**Text provided**

--- START ---

Andrew Cuomo: The rise and the reckoning
It’s like a slow-motion car crash where the unthinkable becomes the inevitable. Welcome to the saga of New York Gov. Andrew Cuomo, scion of street-seasoned champion Mario Cuomo, a Democratic icon long known for ground-breaking achievements and heart-moving prose. Instead of following his dad’s rise to the top, Andrew is now hurtling for a reckoning he can neither control nor stop.
This is no random accident — but rather one long in the making, with devastating collateral impact.
As the allegations against Cuomo escalate, we’re left feeling as if this is not accidental misfortune but personal and purposeful.
The core allegations:
- The Governor made a massive and fatal mistake, moving COVID-infected patients into nursing homes, then purposely understated how many seniors died because of it. After Cuomo bragged in a self-promoting book that New York’s COVID-related deaths were among the nation’s lowest, the state’s Attorney General affirmed the death total in nursing homes was up to 50 percent higher than Cuomo reported, making the carnage among America’s worst. His response: “Who cares [if they] died in the hospital, died in a nursing home? They died.”
- Cuomo and his team, fearing the worst, covered this up for more than six months — until a court order and members of his own Party demanded answers. The answer came when the Governor’s right-hand confidante, Melissa DeRosa, admitted on a conference call that they hid the data, knowing the truth would not set them free but set them up for political execution. Her excuse: “We froze” — worried it could “be used against us” by investigators. Thousands of people needlessly die, and they’re concerned about how this may sully their image?
- Cuomo, feeling cornered by a growing scandal, threatens a Democratic Assemblyman from Queens, Ron Kim, to clam up or else. Kim said Cuomo, apparently screaming loud enough to wake the dead (for whom he was responsible), told Kim he’d not yet seen Cuomo’s wrath — “I will destroy you.” Despite reported fears of retribution, several Democrats in the Assembly moved to strip Cuomo of emergency COVID powers.
- A high-ranking female employee claims Cuomo harassed her with lecherous kissing, unwanted touching, an invitation that she play “strip poker” with him on a private flight. The accuser went one step further, saying other women were being abused, bullied into submission, silence, or both. Team Cuomo’s response: It never happened. Now a second Cuomo aide has stepped forward with a similarly unnerving allegation, suggesting Cuomo’s lecherous conduct with subordinate women is not isolated but rather a pattern of conscious behavior.

--- END ---

**Entries supplied**

--- START ---

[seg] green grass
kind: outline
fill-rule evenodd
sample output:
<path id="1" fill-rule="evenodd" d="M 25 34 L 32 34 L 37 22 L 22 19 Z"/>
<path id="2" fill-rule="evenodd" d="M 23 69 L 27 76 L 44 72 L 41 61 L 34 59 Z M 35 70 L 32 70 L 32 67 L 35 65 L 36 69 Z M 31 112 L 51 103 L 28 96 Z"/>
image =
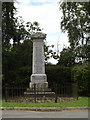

--- END ---

**Exercise prompt**
In the article on Andrew Cuomo, how much higher than Cuomo's reported figure did the state's Attorney General say the nursing home death total was?

**Task response**
Up to 50 percent higher.